__Exercises__
a: Answer these from the post on democracy and life expectancy:
(i) How old was the writer's cousin who died of leukemia in 1973?
(ii) What yearly cost does the post give for Humira?
(iii) How many Americans does the post say died from Covid in 3 years?
b: From the post on democracy and life expectancy, copy out the passage starting with "So as our Democratic" and going on through "all fall apart.".

__Source extract__
How much of this is because we live in our wonderful bubble? I

n my extended family, my 93 year old MIL is the last, since my father's youngest cousin just passed in her late 90's, and my wife's last aunt passed at around 90. Our generation--the boomers--have only lost 3, maybe 4. My wife's cousin of heart disease, another cousin of hers who vanished years ago and MAY be dead, and another of her cousins who died in the first Covid wave after stupidly insisting on going to their synagogue that was an early cluster. And I lost a cousin to Leukemia back in 1973--she was only 21.

It is my firm conviction that our ability to live so much longer than in previous centuries is due to two factors that cannot exist alone, but must exist together:
1st--The dynamic equilibrium of a true competitive compromising democracy, where laws are fairly imposed and enforced by executive, legislative and judicial entities, allowing for debate and the freedoms we recognize as "Western Democracy" that reaches from Japan to South Korea to Taiwan, to Australia and New Zealand, to parts of South America, most of North America, and, of course, Western Europe.

2nd--Free Scientific inquiry into virtually everything. There will always be freeloaders, cheats, and corporations that will GLADDLY let patients die rather than lower gouging prices on life-saving medicines, (See today's NYT art on Humira which costs $88,000/year and made $114 billion SINCE its patents theoretically expired). Everything from vaccines to anti-biotics to modern mRNA vaccines, surgical techniques, etc--all of modern medicine and ways to stay healthy have come from our "Western Democracies". Cuba being the very rare exception.

But as Western Democracies fall under threat, here, the UK, Italy, France, have fallen in Hungary, Poland, Turkey, and failing in Greece, such progress falls back with it. And we see it. The US "The Greatest Nation in the World" mainly leads in GDP and military spending, but is falling behind in health care--unless you're in the elite or near-elite. Infant mortality in the US is about the same as Cuba, and far worse than all the other Western Democracies and this tracks directly to the rise of the radical reactionaries who misleadingly call themselves "Conservatives" when there's nothing conservative about them. Just as an example: 1.1 million Americans have died from Covid in just 3 years, when, had PROPER containment measures been put in place, that number would have 1/10th of that. Had Trump been re-elected that number would EASILY have reached 2 million because of his idiocy and fundamental evilness.

So as our Democratic Republic continues to hang on a thread, that everyday threatens to break, we shall continue to see our life-expectancy fall, our risk of not receiving available treatments for disease increase, it will all fall apart.

We've seen that in the greatest populations with either no democracy or failing democracy, their efforts at stopping Covid have been feeble--China, Brazil, India, Russia, and their medical research has either been faulty, or non-existent.

That's my thesis.
"Even if the bee could explain to the fly why pollen is better than shit, the fly could never understand."

__Data under study__
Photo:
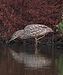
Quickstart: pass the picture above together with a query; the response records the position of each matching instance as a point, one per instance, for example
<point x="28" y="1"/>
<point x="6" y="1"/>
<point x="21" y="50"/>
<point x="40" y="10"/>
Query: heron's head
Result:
<point x="17" y="34"/>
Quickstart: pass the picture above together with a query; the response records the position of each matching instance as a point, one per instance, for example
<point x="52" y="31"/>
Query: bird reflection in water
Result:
<point x="31" y="56"/>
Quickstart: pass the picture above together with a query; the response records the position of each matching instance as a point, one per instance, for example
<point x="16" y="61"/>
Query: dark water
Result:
<point x="45" y="47"/>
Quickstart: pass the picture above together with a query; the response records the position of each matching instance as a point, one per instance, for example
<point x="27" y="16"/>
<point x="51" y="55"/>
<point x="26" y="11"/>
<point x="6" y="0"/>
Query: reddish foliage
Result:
<point x="16" y="14"/>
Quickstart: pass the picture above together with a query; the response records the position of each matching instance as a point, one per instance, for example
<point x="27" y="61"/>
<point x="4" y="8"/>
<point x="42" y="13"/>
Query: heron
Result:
<point x="37" y="31"/>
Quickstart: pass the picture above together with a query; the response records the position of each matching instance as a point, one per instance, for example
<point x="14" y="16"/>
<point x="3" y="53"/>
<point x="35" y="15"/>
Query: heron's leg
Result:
<point x="41" y="37"/>
<point x="24" y="43"/>
<point x="36" y="45"/>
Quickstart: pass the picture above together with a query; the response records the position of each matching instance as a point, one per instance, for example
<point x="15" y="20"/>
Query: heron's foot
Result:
<point x="40" y="37"/>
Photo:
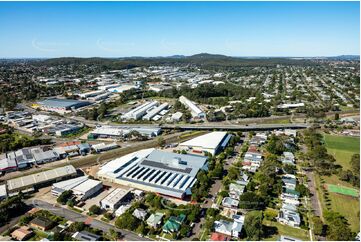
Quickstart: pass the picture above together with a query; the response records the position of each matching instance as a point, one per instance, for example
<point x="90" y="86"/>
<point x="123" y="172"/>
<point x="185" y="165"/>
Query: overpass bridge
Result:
<point x="235" y="127"/>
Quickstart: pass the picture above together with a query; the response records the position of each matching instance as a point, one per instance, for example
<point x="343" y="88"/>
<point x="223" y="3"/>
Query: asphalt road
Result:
<point x="77" y="217"/>
<point x="315" y="202"/>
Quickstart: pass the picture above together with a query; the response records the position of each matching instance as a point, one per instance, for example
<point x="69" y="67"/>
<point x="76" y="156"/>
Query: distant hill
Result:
<point x="202" y="59"/>
<point x="345" y="57"/>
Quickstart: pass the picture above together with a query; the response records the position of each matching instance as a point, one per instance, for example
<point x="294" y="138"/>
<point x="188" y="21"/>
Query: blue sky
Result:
<point x="117" y="29"/>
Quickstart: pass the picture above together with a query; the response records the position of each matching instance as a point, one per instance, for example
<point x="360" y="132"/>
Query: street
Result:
<point x="315" y="202"/>
<point x="77" y="217"/>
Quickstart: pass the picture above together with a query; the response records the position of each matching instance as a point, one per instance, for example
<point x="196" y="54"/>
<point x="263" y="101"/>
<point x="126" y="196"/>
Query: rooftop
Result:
<point x="211" y="140"/>
<point x="31" y="180"/>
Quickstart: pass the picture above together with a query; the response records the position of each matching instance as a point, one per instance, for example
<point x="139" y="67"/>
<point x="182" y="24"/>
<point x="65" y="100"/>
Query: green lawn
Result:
<point x="345" y="205"/>
<point x="286" y="230"/>
<point x="342" y="190"/>
<point x="342" y="148"/>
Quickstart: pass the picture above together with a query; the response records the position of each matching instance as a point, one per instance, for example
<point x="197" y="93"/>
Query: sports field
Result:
<point x="342" y="190"/>
<point x="342" y="148"/>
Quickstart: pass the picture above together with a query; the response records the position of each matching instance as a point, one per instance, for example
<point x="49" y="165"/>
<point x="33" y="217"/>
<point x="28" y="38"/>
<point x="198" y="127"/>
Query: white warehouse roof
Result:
<point x="208" y="141"/>
<point x="86" y="186"/>
<point x="157" y="171"/>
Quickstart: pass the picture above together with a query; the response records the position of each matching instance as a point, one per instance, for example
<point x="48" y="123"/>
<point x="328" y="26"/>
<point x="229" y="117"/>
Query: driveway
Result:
<point x="315" y="202"/>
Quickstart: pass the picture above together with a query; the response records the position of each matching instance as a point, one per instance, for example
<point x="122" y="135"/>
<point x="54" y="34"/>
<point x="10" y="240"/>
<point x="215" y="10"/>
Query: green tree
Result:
<point x="318" y="227"/>
<point x="253" y="225"/>
<point x="94" y="209"/>
<point x="127" y="221"/>
<point x="64" y="197"/>
<point x="337" y="227"/>
<point x="250" y="200"/>
<point x="355" y="164"/>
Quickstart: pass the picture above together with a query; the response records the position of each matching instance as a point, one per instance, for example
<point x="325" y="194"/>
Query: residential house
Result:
<point x="41" y="223"/>
<point x="22" y="233"/>
<point x="140" y="214"/>
<point x="219" y="237"/>
<point x="173" y="224"/>
<point x="289" y="181"/>
<point x="231" y="228"/>
<point x="288" y="216"/>
<point x="235" y="190"/>
<point x="155" y="220"/>
<point x="288" y="158"/>
<point x="230" y="202"/>
<point x="85" y="236"/>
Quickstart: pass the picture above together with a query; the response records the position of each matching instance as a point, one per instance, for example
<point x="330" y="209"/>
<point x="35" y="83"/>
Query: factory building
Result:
<point x="195" y="110"/>
<point x="91" y="94"/>
<point x="7" y="164"/>
<point x="156" y="171"/>
<point x="39" y="179"/>
<point x="213" y="143"/>
<point x="155" y="111"/>
<point x="139" y="111"/>
<point x="41" y="156"/>
<point x="83" y="187"/>
<point x="118" y="132"/>
<point x="104" y="147"/>
<point x="61" y="105"/>
<point x="115" y="198"/>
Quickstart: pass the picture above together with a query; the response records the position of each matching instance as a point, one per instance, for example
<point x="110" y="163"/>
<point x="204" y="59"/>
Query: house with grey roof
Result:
<point x="155" y="220"/>
<point x="230" y="202"/>
<point x="140" y="214"/>
<point x="236" y="190"/>
<point x="232" y="228"/>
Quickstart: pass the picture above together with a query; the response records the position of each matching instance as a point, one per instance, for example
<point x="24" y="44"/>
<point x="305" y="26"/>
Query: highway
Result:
<point x="206" y="126"/>
<point x="77" y="217"/>
<point x="221" y="126"/>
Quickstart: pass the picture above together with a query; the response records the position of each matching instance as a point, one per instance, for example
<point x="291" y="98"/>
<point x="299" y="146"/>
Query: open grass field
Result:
<point x="342" y="148"/>
<point x="348" y="206"/>
<point x="342" y="190"/>
<point x="286" y="230"/>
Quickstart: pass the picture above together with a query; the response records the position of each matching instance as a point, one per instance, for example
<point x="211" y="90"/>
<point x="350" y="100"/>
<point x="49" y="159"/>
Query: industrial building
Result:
<point x="61" y="105"/>
<point x="104" y="147"/>
<point x="23" y="158"/>
<point x="115" y="198"/>
<point x="157" y="171"/>
<point x="91" y="94"/>
<point x="195" y="110"/>
<point x="83" y="187"/>
<point x="6" y="164"/>
<point x="119" y="132"/>
<point x="38" y="179"/>
<point x="155" y="111"/>
<point x="139" y="111"/>
<point x="41" y="156"/>
<point x="213" y="143"/>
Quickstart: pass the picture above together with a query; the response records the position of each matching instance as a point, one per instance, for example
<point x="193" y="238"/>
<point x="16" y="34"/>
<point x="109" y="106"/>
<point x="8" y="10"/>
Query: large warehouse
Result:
<point x="212" y="142"/>
<point x="117" y="132"/>
<point x="61" y="105"/>
<point x="194" y="109"/>
<point x="83" y="187"/>
<point x="139" y="111"/>
<point x="115" y="198"/>
<point x="153" y="170"/>
<point x="41" y="178"/>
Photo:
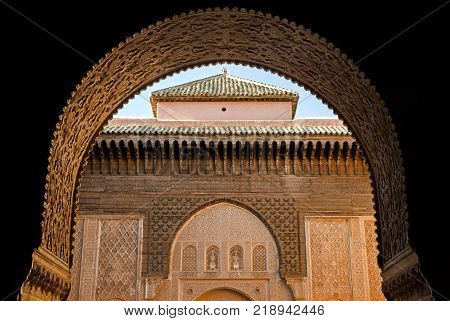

__Solutions by task__
a:
(i) 21
(ii) $88,000 a year
(iii) 1.1 million

b:
So as our Democratic Republic continues to hang on a thread, that everyday threatens to break, we shall continue to see our life-expectancy fall, our risk of not receiving available treatments for disease increase, it will all fall apart.